▸ Study text:
# # # # #
Vasomotor symptoms predominate: headache, dizziness, tinnitus, syncope, tingling, visual changes, acrocyanosis or erythromelalgia, translated as burning sensation in the feet and hands associated with redness and warmth. Between 25 to 35% of patients are asymptomatic and discover thrombocytosis accidentally. Mild splenomegaly is found in up to 40%. When platelets exceed 1000 x 109/L, there is increased risk of spontaneous bleeding in the gastrointestinal tract.(22) Bleeding and thrombotic events, the last represented by deep vein thrombosis, pulmonary embolism or Budd-Chiari syndrome, are responsible for morbidity and mortality. It is important to remember that angina, myocardial infarction, transient ischemic attack (TIA), stroke, pulmonary embolism or priapism can be the first manifestation of thrombocytosis.

Pathophysiology

For decades, ET was attributed to the proliferative advantage of megakaryocytic factors related to thrombopoietin (TPO) and its cellular receptor (c-Mpl). The mutations involved in MPN start early in the stem cell. Megakaryocytic precursors are hypersensitive to TPO and the action of cytokines: TGF beta, Interleukins 3 (IL-3), IL-6 and IL-11, which interact with the bone marrow microenvironment, promoting the growth of megakaryocytes.(23) In 35 to 70% of cases, acquired somatic mutation occur in the Janus kinase gene 2(JAK2V617F), responsible for phosphorylation and signaling activators of transcription (STAT). Three novel somatic mutations in the juxtamembrane region at codon 515 MPL (W515L, W515K, S505N) explain defects in signaling pathways of molecules STAT3, STAT5, mitogen activator protein (MAPK) and phosphatidylinositol-3kinase ATK (PI3K/AKT), giving a gain in function and proliferative advantage to megakaryocytes.(23)

Diagnostic criteria

WHO 2008 and British Committee for Standards in Hematology 2010(24)

Requires A1-A4

A1) platelet count > 450 x109/L sustained over more than six months without apparent cause;

A2) bone marrow biopsy: megakaryocytic hyperproliferation, in which megakaryocytes are increased in number and size with mature hyperlobulated and grouped.

A3) Absence of WHO criteria for CML, PV (normal red cell mass), PMF (no fibrosis), del 5q, MDS

A4) MPL and JAK2 mutations positive; if negative, no evidence for reactive thrombocytosis

British Committee for Standards in Hematology (BCSH) 2010

Requires A1-A3 or A3 + A3-A5

A.1) platelet count > 450 x109/L sustained over more than six months without apparent cause

A.2) JAK2 mutations and MPL positive

A.3) Absence of WHO criteria for CML, PV (normal red cell mass), PMF (no fibrosis), del 5q, MDS

A.4) no evidence of reactive thrombocytosis and normal iron stores

A.5) bone marrow biopsy: megakaryocytic proliferation with megakaryocytes increased in number and size, hyperlobulated with abundant cytoplasm.

Differential diagnosis

ET must be distinguished from other MPN and the processes that lead to transient reactive thrombocytosis: acute hemorrhage, recovery of thrombocytopenia, infections, inflammatory diseases, tissue damage, iron deficiency, hemolytic anemia, post splenectomy, cryoglobulinemia, medications (steroids, adrenaline, trans-retinoic acid), neoplasms, myelodysplasia Del 5q.
# # # # #
▸ Information shown:
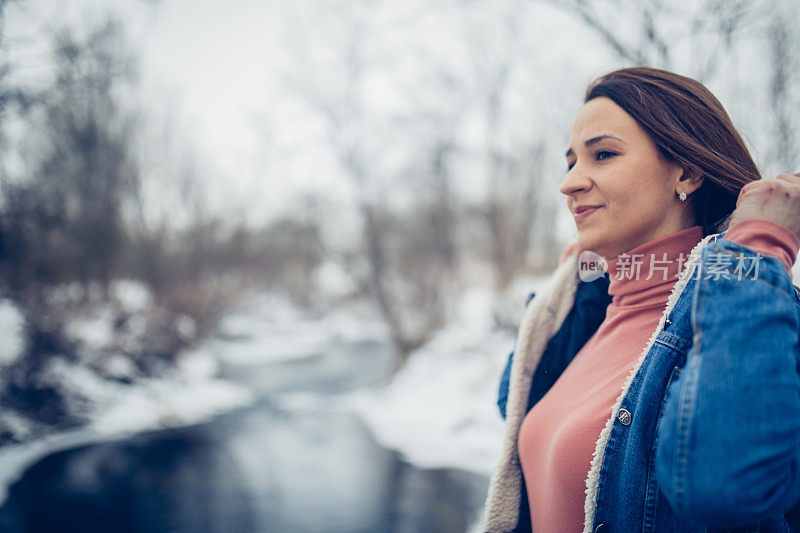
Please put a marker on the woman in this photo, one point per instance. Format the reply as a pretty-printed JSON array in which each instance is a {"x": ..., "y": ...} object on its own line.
# # # # #
▸ Things to do:
1) Please write out the passage on ET again from "A.2) JAK2 mutations" up to and including "myelodysplasia Del 5q.", and swap "iron stores" for "ferritin levels".
2) Answer these questions on the passage on ET:
(a) What share of patients are asymptomatic and find thrombocytosis by accident?
(b) In what percentage of cases does the acquired JAK2V617F mutation occur?
(c) For how long must the raised platelet count be sustained under criterion A1?
3) Go on with the passage on ET from its last sentence.

▸ Answers to this exercise:
1)
A.2) JAK2 mutations and MPL positive

A.3) Absence of WHO criteria for CML, PV (normal red cell mass), PMF (no fibrosis), del 5q, MDS

A.4) no evidence of reactive thrombocytosis and normal ferritin levels

A.5) bone marrow biopsy: megakaryocytic proliferation with megakaryocytes increased in number and size, hyperlobulated with abundant cytoplasm.

Differential diagnosis

ET must be distinguished from other MPN and the processes that lead to transient reactive thrombocytosis: acute hemorrhage, recovery of thrombocytopenia, infections, inflammatory diseases, tissue damage, iron deficiency, hemolytic anemia, post splenectomy, cryoglobulinemia, medications (steroids, adrenaline, trans-retinoic acid), neoplasms, myelodysplasia Del 5q.

2)
(a) Between 25 and 35%.
(b) In 35 to 70% of cases.
(c) Over more than six months.

3)
Risk stratification

Risk stratification considering the possibility of thrombosis. Several retrospective and prospective studies have shown two major factors for vascular complications: 1) age over 60 years and 2) previous thrombotic events. The platelet count above 1500 x 109/L, is associated with acquired von Willebrand disease, linked to risk of bleeding.(20,23)

Patients with ET are divided into risk groups:

High risk

- Age > 60years

and/or

- Episodes of bleeding or prior thromboembolic phenomena and/or

- Platelet count > 1500 109/L

Intermediate risk

- Age > 40 and < 60 years

- Presence of cardiovascular risk factors (smoking, hypertension, dyslipidemia, diabetes)

- Platelet count less than 1500 x 109/L

This group is still discussed and is not universally accepted.

Low risk

- Age < 40 years

- No previous thromboembolic phenomena

- No risk factors

- Platelet count < 1500 x 109/L

Over the past two years, meta-analyses have included the JAK2 and/or

Leukocytosis > 10 x 109/L as higher risk for thrombosis in ET(25)

Management

Conducts aim to prevent major bleeding and thrombosis, without increasing the risk of transformation to myelofibrosis or AML.(26)

Low Risk: the recommendation in asymptomatic patients is observation "watch and wait" (evidence - grade B). Some studies have suggested that aspirin prevents thrombotic complications and decreases microvascular disorders such as erythromelalgia, acrocyanosis, headache, dizziness, visual disorders and paresthesia of the extremities (palms and soles).(25) However, there is lack of evidence that it has effective prophylactic effects.

Intermediate risk: the therapy should be individualized. Platelets > 600 x 109/L in the presence of cardiovascular factors: Aspirin 100 mg/day and/or thrombocythemia reducing agents (evidence - grade C).(27) There is no consensus on what the best approach should be to patients younger than 60 years of age, platelet counts of less than 1000 x 109/L but greater than 600 x 109/L, no history of vasomotor and/or thrombohemorrhagic phenomena, but in the presence of cardiovascular factors.

High Risk: Patients over 60 years, platelets 600 x 109/L in the presence of cardiovascular risk factors are candidates for therapy. The first line is Hydroxyurea (HU) at an initial dose of 15 mg/kg/day in order to reduce the platelet count to less than 450 x 109/L.(28) Patients with indication for cytoreduction, but who fail HU therapy due to intolerance or resistance, should migrate to second-line therapy, where anagrelide and interferon alpha are utilized.(29)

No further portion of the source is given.